## EXERCISE REQUIREMENTS
Switch every "marker" to "dot" in the entries below and write all the lines out again with nothing else changed, leaving out the pictures.

## INPUT ROWS
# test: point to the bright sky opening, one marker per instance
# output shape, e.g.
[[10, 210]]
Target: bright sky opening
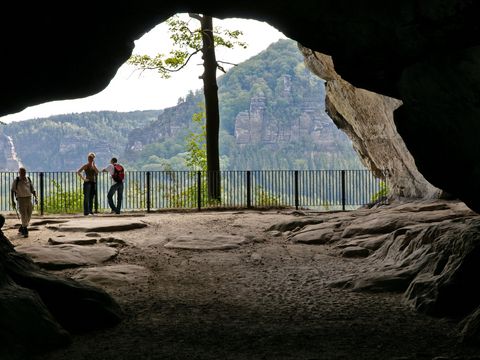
[[132, 89]]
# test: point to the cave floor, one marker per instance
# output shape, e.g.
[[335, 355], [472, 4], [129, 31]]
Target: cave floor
[[266, 299]]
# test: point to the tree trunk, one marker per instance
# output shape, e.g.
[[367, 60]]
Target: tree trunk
[[210, 90]]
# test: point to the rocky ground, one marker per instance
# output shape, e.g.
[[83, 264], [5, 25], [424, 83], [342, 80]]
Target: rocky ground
[[233, 285]]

## REPLY
# test: point to the bright sky opening, one dot per instance
# output shape, e.g.
[[10, 210]]
Target: bright sky opening
[[132, 89]]
# test: point to the cave floor, one dot per instance
# output shape, e.g.
[[335, 355], [472, 4], [129, 31]]
Target: cave floor
[[266, 299]]
# test: point to the tree trunk, one dot per instance
# output shape, e.g.
[[367, 60]]
Target: tree trunk
[[210, 90]]
# test: point to the rocky ground, one dot per instance
# output shape, e.g.
[[83, 264], [5, 25], [424, 83], [342, 80]]
Target: rocky ground
[[233, 285]]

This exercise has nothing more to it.